START

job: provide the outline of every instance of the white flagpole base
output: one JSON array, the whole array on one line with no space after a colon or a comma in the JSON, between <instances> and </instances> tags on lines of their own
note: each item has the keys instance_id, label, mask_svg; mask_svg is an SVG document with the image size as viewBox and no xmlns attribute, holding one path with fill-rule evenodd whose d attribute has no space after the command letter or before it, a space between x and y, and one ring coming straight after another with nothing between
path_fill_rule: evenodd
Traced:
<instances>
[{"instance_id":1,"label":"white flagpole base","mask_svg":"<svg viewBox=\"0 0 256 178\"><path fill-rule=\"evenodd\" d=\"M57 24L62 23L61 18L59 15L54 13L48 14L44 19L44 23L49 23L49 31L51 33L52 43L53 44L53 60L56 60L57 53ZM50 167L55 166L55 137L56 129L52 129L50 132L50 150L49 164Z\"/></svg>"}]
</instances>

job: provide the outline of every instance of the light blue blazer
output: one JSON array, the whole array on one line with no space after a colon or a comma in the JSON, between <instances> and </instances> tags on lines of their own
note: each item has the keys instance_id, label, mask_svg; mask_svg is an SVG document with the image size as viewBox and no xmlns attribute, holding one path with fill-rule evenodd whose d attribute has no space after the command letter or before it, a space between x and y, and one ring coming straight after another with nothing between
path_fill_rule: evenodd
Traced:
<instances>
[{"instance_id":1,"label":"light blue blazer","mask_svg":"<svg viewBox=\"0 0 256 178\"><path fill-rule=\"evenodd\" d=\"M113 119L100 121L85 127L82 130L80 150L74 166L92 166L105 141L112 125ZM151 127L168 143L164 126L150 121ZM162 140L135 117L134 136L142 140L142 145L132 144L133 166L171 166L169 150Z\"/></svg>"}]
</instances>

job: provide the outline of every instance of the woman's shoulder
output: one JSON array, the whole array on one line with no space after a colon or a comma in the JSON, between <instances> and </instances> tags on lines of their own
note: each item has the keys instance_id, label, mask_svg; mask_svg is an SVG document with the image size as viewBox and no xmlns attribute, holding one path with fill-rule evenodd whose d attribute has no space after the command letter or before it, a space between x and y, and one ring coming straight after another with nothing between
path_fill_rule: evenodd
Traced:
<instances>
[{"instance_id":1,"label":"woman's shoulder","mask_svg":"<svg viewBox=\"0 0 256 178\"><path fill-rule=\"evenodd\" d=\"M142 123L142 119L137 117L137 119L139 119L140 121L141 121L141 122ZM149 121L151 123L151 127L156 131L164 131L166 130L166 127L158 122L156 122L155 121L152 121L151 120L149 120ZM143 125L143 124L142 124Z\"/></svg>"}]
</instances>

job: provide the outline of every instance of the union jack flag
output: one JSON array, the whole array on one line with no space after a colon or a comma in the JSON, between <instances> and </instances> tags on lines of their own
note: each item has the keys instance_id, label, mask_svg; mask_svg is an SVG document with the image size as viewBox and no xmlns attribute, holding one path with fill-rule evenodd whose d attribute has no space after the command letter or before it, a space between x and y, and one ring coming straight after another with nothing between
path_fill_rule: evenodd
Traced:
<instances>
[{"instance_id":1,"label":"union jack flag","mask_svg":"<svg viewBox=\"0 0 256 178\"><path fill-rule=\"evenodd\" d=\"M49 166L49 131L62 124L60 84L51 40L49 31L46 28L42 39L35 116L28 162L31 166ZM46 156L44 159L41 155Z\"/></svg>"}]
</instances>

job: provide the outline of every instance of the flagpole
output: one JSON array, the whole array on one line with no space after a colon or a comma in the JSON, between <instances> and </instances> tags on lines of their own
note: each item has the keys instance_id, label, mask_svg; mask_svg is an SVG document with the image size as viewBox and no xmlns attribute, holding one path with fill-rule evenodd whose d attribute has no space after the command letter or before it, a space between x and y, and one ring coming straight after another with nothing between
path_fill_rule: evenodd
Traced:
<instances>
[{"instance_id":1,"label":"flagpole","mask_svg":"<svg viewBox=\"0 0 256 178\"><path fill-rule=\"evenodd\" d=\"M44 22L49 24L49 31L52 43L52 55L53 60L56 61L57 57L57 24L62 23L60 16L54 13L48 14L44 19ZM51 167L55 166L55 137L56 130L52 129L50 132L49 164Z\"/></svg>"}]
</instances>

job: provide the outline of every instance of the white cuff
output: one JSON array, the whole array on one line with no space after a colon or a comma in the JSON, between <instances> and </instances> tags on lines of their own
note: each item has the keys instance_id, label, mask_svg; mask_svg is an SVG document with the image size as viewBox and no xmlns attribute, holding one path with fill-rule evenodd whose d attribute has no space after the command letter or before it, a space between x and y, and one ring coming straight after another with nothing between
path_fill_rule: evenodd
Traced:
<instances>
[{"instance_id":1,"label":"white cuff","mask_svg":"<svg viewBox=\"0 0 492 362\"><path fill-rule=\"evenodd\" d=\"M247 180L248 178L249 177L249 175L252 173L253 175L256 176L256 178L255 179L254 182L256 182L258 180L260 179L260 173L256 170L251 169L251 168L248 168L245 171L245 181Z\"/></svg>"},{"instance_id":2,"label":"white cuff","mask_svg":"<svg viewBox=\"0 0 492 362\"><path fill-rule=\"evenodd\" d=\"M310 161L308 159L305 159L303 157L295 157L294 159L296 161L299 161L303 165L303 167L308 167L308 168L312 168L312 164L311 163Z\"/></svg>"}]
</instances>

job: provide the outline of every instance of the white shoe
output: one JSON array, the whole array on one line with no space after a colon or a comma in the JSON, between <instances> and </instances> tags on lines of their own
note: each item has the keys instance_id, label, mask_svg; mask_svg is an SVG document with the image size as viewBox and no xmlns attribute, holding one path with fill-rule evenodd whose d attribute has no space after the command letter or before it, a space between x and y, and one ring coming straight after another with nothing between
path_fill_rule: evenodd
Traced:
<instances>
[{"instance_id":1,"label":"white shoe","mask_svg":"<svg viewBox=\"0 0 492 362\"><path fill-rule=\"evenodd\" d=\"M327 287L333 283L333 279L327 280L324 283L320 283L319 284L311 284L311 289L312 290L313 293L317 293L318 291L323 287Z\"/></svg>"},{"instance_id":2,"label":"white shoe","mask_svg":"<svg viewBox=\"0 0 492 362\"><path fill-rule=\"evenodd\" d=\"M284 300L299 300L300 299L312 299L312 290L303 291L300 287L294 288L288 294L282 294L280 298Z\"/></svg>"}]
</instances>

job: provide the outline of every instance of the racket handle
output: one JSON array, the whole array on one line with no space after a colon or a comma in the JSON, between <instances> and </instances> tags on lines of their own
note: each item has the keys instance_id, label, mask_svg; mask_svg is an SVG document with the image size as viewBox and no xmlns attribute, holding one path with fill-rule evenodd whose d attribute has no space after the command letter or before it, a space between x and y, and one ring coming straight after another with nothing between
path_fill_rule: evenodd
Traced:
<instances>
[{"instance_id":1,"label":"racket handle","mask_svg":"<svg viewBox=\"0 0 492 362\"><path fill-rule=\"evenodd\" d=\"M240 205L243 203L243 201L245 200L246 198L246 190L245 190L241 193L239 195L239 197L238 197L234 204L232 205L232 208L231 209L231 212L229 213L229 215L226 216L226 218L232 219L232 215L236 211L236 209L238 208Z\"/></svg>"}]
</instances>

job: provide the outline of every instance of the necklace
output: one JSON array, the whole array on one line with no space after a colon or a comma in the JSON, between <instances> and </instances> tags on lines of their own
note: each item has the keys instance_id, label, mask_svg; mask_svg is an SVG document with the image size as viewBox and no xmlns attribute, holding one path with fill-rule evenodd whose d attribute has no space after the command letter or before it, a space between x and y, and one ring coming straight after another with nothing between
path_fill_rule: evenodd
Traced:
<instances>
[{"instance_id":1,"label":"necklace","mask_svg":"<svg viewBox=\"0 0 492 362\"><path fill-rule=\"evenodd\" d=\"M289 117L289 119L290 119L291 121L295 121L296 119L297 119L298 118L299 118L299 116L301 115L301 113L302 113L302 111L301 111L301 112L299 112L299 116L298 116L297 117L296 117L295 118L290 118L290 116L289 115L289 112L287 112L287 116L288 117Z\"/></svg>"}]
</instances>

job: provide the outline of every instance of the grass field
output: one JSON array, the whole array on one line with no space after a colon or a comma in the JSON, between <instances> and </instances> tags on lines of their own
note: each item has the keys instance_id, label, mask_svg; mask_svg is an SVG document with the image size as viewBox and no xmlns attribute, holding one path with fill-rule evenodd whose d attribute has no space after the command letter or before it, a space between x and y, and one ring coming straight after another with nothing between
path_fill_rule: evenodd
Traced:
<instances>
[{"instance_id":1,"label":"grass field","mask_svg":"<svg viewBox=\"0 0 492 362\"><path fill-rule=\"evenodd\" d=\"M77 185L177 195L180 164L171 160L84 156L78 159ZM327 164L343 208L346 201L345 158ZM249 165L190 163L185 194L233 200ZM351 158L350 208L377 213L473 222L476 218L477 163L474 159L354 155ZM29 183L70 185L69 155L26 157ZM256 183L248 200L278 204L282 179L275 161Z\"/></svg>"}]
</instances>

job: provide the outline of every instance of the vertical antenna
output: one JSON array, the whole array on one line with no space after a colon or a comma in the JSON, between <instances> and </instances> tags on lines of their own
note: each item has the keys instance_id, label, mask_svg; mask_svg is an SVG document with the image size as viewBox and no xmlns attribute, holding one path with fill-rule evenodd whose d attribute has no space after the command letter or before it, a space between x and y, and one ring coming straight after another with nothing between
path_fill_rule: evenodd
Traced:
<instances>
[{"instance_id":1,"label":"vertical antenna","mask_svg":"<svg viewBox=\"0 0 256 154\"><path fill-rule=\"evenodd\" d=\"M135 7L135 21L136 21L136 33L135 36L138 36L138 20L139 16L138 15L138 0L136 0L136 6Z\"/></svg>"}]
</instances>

END

Given task: Pull out every line of the records that contains the string "shoe". Case counts.

Response:
job: provide the outline of every instance of the white shoe
[{"instance_id":1,"label":"white shoe","mask_svg":"<svg viewBox=\"0 0 492 362\"><path fill-rule=\"evenodd\" d=\"M327 287L333 283L333 279L327 280L324 283L320 283L319 284L311 284L311 289L312 290L313 293L317 293L318 291L323 287Z\"/></svg>"},{"instance_id":2,"label":"white shoe","mask_svg":"<svg viewBox=\"0 0 492 362\"><path fill-rule=\"evenodd\" d=\"M284 300L299 300L300 299L312 299L312 290L303 291L300 287L294 288L288 294L282 294L280 298Z\"/></svg>"}]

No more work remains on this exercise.